> Directive
Switch "excavator" to "bulldozer" in the lines starting at the one that contains "Tag the excavator" and ending at the one that contains "man in orange". Give only those lines again, with nothing else changed.

------ Record excerpts

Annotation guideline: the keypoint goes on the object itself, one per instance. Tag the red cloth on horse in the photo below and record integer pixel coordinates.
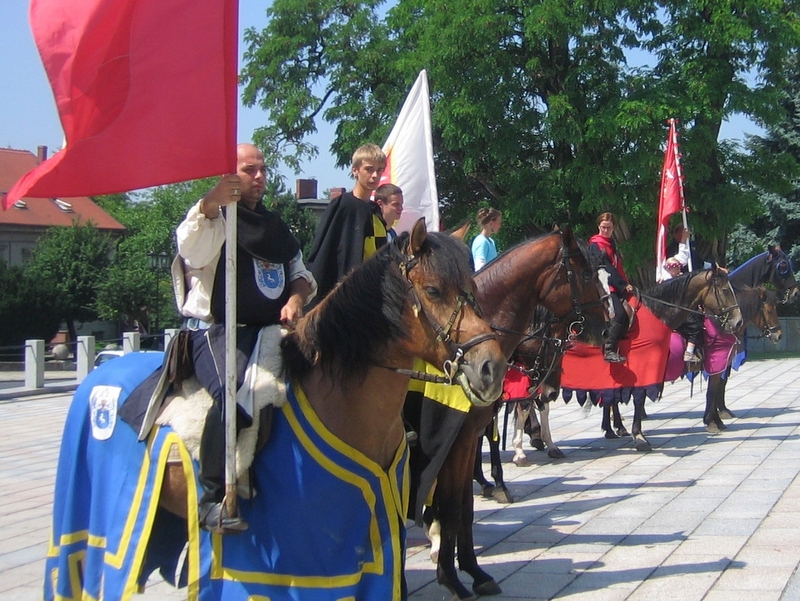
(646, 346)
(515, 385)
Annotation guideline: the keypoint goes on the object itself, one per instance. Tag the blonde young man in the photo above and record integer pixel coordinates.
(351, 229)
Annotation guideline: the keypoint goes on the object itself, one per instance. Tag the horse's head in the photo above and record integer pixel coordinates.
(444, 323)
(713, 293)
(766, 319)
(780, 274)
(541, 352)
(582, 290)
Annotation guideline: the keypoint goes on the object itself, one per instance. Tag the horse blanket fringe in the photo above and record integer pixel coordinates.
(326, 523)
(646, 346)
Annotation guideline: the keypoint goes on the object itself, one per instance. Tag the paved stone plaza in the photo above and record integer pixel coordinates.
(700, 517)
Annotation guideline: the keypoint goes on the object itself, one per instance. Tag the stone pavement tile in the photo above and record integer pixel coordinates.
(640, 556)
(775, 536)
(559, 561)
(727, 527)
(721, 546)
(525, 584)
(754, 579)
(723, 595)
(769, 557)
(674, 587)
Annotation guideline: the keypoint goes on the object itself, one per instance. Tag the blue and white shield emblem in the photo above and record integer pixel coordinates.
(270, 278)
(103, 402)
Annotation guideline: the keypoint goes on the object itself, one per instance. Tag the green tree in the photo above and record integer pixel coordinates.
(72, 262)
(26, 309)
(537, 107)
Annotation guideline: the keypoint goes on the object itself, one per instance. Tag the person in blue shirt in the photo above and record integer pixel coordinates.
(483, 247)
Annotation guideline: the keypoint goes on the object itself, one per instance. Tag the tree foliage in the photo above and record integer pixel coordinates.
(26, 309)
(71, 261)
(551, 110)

------------
------ Record excerpts

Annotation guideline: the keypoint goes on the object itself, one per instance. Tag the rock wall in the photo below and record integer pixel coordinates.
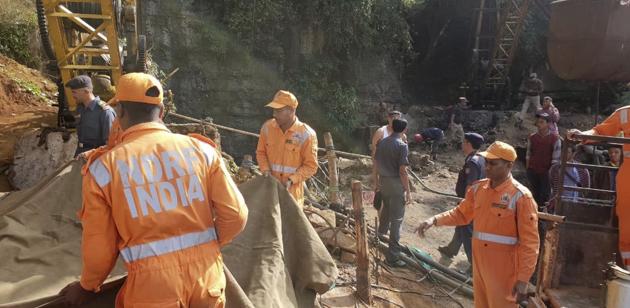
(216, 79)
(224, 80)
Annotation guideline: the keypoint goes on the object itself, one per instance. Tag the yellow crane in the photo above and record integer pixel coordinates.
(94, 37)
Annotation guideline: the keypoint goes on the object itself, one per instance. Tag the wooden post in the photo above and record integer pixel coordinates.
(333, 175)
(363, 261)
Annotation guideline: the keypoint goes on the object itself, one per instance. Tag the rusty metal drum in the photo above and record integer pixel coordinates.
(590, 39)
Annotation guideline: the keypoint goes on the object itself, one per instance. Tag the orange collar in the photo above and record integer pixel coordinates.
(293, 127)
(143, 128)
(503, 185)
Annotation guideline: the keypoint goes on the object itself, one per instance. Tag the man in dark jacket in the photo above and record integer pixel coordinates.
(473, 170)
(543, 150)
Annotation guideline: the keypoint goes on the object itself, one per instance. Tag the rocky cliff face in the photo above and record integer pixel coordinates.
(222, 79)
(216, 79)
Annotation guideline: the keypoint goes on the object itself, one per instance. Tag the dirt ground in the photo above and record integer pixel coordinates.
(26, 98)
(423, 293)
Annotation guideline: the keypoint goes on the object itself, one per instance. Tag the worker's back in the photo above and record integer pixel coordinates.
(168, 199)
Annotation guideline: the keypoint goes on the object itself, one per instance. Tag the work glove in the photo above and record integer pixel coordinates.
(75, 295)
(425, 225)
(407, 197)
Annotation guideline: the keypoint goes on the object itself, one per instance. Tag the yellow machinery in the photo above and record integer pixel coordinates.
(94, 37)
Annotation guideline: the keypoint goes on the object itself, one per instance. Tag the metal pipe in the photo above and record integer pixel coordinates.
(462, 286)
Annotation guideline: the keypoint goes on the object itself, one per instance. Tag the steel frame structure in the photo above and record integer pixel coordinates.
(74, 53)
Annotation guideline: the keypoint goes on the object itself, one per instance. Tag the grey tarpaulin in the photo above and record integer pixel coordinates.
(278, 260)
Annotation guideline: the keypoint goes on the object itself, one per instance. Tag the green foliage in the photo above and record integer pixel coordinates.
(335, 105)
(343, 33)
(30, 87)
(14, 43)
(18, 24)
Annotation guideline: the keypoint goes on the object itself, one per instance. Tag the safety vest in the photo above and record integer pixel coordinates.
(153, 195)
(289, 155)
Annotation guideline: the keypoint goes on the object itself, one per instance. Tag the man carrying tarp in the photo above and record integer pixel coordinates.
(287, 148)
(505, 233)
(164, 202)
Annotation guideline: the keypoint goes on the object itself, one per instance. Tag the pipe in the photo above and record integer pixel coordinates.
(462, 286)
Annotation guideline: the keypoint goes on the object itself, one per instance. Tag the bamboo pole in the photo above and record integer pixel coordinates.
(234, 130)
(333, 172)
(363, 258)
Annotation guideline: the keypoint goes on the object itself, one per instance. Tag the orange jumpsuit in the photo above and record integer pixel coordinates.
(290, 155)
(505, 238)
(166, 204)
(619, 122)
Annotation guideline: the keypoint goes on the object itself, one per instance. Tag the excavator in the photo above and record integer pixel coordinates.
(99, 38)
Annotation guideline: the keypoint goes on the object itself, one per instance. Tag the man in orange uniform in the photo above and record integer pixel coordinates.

------------

> Solution to the problem
Annotation guideline: the keypoint goes on the object itself, one per instance. Tag the bulldozer in the photo above and record integer pixel coordinates.
(99, 38)
Annotation guideline: the keypoint goes on the object itself, one per instance. Tag the man in orange uniform in the photo above and record integer pixel coordinates.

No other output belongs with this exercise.